── DATA TO USE ──
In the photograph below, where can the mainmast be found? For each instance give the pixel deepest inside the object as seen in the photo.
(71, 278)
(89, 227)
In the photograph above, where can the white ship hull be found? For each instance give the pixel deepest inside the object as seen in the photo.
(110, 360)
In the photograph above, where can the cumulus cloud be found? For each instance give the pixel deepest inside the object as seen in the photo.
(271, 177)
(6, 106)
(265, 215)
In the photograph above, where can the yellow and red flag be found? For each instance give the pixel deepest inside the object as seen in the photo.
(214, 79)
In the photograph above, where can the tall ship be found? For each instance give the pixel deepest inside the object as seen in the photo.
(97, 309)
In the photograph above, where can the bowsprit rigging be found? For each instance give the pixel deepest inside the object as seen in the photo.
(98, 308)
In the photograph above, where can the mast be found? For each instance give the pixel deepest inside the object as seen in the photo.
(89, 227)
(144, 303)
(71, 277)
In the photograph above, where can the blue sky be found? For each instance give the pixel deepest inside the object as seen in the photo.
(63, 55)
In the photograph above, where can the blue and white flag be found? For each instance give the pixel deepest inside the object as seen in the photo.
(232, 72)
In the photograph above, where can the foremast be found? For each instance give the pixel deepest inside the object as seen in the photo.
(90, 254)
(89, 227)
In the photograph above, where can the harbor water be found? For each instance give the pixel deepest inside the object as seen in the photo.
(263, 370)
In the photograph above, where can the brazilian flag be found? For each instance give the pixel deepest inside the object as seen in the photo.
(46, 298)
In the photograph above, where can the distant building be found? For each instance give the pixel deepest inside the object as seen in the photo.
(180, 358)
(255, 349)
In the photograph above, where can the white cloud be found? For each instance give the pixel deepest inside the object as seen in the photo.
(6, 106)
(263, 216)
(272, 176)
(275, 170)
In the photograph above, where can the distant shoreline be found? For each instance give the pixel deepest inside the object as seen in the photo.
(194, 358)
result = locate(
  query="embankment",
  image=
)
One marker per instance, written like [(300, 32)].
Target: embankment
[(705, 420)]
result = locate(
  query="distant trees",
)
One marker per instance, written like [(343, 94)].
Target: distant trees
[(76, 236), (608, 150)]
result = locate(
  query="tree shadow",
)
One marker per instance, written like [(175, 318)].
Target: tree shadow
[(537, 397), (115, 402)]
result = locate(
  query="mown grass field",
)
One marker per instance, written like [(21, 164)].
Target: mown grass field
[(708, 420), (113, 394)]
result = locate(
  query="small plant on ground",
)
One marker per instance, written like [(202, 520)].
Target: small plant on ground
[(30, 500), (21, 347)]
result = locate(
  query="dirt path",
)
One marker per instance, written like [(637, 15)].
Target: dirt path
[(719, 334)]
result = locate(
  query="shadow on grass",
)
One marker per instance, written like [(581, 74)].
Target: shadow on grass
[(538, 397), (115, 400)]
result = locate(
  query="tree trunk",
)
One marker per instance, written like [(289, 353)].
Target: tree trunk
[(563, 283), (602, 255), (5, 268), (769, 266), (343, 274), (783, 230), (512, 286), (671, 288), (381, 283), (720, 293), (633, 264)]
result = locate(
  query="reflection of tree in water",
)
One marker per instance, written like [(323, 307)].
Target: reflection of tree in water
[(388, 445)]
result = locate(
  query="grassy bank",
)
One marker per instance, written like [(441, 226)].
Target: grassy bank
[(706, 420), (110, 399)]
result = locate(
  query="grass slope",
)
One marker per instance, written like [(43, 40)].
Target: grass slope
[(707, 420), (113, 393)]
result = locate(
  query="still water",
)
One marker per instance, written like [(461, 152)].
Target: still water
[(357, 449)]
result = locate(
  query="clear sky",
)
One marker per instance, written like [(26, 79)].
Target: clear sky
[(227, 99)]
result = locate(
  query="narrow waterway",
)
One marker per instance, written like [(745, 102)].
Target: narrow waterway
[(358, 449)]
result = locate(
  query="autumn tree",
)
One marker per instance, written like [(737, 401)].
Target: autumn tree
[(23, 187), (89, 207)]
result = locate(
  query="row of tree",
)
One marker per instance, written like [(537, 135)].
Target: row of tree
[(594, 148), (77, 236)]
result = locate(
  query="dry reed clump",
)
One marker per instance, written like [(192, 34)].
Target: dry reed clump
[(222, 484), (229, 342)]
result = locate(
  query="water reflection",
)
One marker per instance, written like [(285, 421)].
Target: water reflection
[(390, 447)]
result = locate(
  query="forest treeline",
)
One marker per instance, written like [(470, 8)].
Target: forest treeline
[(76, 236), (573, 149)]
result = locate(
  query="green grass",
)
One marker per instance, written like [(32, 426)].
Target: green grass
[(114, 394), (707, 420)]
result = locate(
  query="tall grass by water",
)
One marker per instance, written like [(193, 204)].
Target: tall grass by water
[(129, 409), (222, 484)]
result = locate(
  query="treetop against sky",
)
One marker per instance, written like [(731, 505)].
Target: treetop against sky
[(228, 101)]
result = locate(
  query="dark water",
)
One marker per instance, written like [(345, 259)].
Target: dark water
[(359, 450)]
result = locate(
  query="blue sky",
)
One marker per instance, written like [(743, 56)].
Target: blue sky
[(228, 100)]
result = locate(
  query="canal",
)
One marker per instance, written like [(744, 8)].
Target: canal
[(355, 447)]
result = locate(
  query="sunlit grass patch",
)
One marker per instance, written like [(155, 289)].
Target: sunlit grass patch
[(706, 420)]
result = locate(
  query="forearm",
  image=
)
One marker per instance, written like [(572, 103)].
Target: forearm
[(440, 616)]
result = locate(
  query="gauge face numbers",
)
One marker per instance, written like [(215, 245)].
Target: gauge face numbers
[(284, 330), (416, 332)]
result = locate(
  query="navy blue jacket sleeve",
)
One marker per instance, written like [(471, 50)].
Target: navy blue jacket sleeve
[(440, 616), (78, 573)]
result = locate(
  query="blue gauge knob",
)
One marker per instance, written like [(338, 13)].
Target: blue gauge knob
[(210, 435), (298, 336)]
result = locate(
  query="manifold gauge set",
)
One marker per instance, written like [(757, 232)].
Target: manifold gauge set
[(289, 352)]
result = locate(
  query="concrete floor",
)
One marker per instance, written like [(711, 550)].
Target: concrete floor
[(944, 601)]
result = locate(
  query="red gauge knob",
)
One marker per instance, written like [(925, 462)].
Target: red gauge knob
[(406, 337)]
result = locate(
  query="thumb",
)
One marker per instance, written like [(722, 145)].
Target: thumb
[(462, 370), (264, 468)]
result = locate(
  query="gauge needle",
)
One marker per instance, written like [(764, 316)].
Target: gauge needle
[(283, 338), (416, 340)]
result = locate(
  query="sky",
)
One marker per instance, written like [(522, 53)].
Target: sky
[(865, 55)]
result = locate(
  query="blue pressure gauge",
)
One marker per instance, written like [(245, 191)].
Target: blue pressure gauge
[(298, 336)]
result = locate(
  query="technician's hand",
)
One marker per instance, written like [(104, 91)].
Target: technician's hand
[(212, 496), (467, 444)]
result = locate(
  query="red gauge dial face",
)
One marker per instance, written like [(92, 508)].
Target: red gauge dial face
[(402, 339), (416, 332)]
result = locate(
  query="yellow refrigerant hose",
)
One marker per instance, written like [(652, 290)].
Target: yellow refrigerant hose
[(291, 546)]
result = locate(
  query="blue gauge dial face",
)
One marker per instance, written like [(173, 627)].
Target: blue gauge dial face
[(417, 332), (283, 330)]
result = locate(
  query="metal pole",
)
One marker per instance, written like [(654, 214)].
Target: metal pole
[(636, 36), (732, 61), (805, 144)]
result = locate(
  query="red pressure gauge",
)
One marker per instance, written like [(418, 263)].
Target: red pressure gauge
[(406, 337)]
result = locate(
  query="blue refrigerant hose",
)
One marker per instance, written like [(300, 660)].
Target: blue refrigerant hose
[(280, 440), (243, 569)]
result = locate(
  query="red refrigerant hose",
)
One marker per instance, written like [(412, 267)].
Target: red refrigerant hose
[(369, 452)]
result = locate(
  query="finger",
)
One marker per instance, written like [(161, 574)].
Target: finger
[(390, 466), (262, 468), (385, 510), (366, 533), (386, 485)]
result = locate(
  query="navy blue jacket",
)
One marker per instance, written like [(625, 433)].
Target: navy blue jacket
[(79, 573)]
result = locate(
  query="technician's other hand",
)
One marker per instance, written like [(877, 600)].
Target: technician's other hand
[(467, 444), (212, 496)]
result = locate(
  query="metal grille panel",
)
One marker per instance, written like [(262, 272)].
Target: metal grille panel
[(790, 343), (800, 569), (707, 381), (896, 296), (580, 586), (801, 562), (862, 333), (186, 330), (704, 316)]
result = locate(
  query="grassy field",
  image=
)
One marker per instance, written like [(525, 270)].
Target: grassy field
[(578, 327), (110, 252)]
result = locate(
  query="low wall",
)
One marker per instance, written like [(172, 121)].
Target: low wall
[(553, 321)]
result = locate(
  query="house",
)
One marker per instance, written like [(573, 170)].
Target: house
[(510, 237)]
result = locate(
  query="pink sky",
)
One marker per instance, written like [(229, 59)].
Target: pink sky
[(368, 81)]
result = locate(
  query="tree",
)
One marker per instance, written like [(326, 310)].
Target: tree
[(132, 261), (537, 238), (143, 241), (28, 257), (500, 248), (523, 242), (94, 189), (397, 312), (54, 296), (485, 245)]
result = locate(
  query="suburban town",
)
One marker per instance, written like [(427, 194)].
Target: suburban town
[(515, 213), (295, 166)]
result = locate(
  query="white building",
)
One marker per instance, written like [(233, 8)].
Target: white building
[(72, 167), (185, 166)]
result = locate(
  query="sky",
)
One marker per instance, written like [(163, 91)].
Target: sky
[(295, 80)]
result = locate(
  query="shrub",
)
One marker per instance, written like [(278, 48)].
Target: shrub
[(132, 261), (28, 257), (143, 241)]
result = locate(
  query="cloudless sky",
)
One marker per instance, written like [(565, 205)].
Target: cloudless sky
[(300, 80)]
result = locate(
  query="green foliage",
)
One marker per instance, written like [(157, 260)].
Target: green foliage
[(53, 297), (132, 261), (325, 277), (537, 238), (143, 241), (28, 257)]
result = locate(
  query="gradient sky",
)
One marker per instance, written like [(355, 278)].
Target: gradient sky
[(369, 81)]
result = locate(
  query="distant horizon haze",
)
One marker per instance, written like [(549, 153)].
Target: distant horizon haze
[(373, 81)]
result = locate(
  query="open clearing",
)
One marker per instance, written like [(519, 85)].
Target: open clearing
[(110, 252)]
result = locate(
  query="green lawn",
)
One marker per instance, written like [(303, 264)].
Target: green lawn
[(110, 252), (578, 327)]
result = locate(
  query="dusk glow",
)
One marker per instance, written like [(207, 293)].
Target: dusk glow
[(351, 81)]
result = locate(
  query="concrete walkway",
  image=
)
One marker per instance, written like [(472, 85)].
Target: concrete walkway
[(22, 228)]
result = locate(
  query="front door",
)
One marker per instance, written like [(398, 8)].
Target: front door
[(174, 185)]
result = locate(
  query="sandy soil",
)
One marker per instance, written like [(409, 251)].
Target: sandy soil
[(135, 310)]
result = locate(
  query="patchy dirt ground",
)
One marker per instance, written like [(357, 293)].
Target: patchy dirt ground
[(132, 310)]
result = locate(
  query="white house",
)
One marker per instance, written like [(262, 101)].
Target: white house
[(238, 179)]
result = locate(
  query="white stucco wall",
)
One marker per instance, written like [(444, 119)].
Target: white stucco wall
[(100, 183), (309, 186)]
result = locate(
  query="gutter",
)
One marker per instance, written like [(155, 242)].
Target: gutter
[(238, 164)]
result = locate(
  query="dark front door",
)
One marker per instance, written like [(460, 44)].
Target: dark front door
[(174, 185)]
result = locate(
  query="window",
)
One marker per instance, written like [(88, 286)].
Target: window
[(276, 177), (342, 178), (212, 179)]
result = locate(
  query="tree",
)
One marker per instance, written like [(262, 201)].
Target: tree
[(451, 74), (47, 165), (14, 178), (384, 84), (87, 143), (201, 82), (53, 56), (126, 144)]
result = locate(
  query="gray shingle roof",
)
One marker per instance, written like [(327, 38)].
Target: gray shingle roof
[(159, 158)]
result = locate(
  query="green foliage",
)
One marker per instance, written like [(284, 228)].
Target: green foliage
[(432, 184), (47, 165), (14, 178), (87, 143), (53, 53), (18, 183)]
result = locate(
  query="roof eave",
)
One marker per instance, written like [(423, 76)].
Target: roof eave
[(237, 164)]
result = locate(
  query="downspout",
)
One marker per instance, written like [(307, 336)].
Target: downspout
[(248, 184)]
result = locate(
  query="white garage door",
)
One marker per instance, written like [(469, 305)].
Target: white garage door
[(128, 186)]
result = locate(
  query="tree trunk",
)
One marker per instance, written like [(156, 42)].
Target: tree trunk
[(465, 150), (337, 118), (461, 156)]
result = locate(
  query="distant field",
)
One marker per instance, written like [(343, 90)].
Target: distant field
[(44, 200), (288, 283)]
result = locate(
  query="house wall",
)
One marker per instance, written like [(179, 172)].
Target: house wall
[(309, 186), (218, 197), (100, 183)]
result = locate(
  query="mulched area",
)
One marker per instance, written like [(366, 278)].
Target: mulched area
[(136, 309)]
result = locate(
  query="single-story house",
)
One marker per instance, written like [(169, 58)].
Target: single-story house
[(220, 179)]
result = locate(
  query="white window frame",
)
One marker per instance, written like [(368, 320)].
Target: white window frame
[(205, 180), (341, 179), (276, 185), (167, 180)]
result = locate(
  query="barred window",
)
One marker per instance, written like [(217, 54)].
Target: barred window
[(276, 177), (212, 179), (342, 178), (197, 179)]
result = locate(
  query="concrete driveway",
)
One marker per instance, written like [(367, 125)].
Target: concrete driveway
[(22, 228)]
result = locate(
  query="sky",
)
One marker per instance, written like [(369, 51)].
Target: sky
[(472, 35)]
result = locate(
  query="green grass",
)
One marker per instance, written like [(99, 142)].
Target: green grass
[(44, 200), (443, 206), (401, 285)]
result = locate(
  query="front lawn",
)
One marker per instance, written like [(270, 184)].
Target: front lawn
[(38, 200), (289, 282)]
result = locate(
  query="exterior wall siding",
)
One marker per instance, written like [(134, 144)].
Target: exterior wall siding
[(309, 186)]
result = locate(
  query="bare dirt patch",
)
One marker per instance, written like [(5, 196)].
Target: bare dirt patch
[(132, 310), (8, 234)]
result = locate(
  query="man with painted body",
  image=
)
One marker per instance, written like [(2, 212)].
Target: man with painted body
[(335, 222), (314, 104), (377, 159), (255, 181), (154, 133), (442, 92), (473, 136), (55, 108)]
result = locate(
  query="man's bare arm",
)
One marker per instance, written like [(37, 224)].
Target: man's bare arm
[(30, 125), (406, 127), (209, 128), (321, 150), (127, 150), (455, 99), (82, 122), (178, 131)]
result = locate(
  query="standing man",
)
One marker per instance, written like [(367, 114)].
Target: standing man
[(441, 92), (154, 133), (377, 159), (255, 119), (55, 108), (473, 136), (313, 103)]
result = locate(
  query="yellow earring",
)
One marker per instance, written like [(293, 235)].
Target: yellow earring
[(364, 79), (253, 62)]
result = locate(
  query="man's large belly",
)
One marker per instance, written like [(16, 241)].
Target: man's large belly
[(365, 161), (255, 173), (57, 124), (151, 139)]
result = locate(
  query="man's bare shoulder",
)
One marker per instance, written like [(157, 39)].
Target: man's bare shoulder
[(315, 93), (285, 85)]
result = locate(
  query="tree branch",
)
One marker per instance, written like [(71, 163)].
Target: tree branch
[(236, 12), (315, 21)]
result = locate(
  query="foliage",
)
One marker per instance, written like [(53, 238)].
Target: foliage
───
Copy, exactly and only, the lines above that begin with the one containing "Target: manifold gauge set" and finish with the one containing "One marker per instance, written like [(764, 316)].".

SOLUTION TO THIS EXERCISE
Target: manifold gauge set
[(289, 352)]
result = locate(
  query="concrete floor",
)
One marker per instance, written like [(711, 550)].
Target: concrete floor
[(944, 601)]
result = locate(
  query="red gauge knob",
)
One marker per instance, written like [(925, 462)].
Target: red gauge knob
[(406, 337)]
result = locate(
  query="thumb",
)
One marker per instance, written like [(722, 145)].
Target: thumb
[(462, 370), (264, 468)]
result = locate(
  query="gauge needle",
)
One marker per instance, written like [(764, 316)].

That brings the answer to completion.